'''

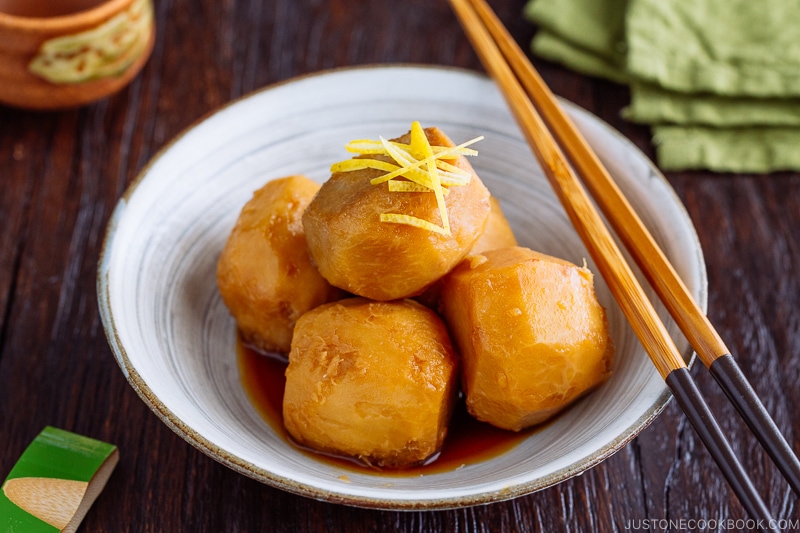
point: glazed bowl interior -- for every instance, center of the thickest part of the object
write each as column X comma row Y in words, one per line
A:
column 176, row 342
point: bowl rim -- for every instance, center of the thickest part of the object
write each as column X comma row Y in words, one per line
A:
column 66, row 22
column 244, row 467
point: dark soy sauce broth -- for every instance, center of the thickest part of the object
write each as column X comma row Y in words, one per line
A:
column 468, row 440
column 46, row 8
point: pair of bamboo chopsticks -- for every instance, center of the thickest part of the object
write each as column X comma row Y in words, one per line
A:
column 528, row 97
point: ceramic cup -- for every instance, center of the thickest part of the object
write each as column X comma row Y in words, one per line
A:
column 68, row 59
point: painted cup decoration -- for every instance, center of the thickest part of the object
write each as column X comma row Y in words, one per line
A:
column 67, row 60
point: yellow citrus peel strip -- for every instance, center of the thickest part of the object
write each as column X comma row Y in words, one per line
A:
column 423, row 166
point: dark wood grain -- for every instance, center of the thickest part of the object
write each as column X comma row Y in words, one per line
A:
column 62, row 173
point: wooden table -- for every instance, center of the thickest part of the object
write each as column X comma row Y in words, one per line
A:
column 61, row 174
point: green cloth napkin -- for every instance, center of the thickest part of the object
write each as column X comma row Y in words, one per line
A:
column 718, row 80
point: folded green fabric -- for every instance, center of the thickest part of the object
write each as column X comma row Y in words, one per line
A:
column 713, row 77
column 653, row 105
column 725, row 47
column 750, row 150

'''
'''

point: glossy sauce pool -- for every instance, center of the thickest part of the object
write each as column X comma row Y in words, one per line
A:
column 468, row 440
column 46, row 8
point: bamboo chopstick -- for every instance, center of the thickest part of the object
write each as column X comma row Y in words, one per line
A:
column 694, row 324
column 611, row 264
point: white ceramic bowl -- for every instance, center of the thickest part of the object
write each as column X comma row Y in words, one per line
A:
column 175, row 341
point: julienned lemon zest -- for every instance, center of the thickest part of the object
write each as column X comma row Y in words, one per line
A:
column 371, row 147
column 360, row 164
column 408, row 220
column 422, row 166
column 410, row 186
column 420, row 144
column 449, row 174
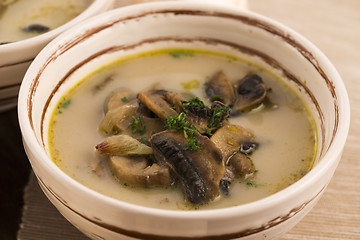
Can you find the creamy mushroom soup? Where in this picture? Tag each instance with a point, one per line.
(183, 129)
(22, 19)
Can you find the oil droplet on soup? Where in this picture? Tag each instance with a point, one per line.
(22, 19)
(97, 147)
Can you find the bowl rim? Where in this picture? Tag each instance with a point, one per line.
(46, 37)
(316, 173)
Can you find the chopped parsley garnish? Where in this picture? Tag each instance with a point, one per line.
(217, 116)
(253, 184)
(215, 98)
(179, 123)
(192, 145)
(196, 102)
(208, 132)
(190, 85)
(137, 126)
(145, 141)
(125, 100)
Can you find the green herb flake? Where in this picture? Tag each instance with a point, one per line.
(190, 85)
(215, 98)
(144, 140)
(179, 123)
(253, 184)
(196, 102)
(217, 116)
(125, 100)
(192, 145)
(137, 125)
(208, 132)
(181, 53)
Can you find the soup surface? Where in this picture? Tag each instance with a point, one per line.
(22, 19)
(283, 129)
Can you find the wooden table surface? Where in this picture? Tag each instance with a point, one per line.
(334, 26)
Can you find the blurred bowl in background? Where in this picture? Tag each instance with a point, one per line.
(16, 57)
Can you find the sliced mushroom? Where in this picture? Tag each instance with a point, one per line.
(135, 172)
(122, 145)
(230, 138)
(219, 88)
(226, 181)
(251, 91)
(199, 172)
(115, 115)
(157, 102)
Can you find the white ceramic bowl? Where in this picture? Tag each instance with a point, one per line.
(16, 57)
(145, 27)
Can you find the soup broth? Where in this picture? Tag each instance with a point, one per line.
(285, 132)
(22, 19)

'''

▶ _TO BE DONE_: Can you return, word for word, the lines between the one holding "point: ceramic cup" and the one holding "column 423, row 166", with both of those lines included?

▶ _EXERCISE OUTPUT_:
point: ceramic cup -- for every instance, center of the thickest part of the object
write each as column X comma row Y in words, one per line
A:
column 68, row 59
point: painted cup decoration -- for every instance, center of the thickest part of the object
write each as column X comma row Y in words, one per line
A:
column 67, row 60
point: yellow citrus peel strip -- for every instance, center of the thickest part of the object
write each as column X comma row Y in words, one per line
A:
column 423, row 166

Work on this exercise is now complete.